'''
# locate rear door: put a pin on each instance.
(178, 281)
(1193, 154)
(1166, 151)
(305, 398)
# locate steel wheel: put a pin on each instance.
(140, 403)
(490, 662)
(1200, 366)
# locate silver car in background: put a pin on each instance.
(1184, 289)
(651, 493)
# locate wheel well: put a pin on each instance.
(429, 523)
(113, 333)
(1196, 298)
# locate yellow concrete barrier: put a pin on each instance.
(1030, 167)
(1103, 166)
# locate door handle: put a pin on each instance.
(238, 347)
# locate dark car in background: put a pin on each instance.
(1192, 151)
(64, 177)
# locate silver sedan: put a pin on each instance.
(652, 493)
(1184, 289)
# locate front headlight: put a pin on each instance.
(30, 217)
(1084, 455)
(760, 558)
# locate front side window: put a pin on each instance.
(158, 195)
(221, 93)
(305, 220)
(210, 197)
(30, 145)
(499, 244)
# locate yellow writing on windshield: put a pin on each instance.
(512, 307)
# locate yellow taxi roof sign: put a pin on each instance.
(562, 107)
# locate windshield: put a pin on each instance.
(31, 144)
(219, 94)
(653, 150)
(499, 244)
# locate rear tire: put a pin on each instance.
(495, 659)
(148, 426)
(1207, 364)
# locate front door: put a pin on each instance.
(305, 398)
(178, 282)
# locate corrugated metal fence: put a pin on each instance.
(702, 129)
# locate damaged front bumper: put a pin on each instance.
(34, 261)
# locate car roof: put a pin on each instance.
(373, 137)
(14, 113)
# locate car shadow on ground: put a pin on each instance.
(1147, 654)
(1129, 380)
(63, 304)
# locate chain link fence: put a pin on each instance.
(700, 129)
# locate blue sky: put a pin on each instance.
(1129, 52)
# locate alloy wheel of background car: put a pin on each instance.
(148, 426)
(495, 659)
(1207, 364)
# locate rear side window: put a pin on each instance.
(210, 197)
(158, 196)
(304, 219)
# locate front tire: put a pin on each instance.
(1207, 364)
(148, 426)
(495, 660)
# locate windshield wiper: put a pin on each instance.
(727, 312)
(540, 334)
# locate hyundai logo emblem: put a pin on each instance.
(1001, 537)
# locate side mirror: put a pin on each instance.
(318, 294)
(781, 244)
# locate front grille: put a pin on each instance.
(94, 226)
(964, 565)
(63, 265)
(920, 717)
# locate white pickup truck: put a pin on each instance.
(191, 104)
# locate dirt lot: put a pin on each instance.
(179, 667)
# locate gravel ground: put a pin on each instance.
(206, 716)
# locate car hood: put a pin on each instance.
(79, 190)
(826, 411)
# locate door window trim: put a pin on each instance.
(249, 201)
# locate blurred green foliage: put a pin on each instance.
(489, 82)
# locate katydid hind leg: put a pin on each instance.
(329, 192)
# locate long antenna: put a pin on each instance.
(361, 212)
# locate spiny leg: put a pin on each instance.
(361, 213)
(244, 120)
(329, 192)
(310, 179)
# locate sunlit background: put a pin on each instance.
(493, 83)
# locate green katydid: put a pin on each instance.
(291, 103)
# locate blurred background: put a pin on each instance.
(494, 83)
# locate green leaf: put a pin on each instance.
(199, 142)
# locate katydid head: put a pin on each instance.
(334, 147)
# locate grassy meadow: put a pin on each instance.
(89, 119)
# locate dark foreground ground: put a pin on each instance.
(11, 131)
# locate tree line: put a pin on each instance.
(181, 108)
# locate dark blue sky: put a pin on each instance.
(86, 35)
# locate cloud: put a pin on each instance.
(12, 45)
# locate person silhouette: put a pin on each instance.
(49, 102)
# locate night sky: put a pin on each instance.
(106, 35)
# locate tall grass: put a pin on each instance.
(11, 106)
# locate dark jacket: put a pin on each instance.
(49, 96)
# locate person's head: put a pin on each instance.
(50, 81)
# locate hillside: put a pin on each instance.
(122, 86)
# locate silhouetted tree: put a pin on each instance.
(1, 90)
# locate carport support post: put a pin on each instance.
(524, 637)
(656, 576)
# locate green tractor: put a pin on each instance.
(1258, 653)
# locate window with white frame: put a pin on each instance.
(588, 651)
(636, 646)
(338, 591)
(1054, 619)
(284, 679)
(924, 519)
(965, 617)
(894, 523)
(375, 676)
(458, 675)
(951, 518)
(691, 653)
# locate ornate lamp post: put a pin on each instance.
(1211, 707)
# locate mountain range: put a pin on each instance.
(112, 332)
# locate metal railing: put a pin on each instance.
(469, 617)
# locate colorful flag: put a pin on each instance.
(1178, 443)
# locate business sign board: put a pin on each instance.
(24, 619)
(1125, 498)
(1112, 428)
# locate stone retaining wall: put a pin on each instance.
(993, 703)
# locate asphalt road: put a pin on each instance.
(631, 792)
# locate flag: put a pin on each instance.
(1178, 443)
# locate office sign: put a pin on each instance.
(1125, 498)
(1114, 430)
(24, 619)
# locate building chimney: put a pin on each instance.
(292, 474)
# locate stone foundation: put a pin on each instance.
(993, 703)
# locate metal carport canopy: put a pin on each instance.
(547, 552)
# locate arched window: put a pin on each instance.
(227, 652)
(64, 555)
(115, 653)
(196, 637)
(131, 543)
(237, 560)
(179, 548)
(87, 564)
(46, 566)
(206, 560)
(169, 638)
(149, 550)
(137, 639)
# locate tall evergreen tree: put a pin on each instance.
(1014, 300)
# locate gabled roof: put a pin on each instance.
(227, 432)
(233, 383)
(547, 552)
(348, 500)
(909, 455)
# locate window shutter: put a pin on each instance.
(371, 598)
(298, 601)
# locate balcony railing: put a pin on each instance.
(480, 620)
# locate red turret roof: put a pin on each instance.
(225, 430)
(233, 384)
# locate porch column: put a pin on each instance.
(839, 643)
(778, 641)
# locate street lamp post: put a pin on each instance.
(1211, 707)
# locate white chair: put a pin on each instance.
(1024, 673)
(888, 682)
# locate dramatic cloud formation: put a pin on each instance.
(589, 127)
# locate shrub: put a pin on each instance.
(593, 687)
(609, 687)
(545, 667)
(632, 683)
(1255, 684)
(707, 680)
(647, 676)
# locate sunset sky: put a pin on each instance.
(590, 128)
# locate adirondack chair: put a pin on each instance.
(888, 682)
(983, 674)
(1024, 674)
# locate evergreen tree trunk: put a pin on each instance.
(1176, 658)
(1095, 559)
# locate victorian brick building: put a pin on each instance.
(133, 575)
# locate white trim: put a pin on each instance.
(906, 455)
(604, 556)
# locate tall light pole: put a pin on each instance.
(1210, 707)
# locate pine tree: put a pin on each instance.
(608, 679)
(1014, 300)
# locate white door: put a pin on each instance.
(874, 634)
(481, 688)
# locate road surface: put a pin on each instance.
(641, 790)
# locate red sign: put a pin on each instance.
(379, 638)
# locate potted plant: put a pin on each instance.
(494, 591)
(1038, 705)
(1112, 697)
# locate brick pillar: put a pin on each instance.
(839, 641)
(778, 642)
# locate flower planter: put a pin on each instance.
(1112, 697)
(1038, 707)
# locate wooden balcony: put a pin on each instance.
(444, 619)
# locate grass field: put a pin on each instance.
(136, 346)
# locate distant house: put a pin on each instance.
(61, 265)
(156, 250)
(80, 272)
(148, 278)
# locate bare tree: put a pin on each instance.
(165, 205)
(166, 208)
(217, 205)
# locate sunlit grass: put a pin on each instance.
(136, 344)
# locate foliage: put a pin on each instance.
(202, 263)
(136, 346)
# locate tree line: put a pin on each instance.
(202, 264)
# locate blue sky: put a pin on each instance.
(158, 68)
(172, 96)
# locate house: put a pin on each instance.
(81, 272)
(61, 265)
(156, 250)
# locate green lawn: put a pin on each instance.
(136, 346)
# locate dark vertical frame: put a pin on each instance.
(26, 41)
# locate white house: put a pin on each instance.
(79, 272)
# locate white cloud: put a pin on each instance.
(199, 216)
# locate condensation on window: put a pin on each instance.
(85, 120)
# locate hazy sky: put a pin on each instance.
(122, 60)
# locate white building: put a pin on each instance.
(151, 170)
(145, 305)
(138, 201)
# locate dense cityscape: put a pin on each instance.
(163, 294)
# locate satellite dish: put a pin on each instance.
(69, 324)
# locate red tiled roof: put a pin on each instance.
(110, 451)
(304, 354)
'''
PROMPT: Please give everything from the start of the rows down to the line containing "(1200, 366)" again, swapping "instance" for "occurrence" and leaving everything else unchanged.

EXERCISE SOLUTION:
# locate rear door: put a pin on each occurrence.
(178, 281)
(1193, 154)
(1166, 151)
(305, 398)
# locate steel wheel: put a pin on each occurrence.
(140, 403)
(490, 662)
(1200, 366)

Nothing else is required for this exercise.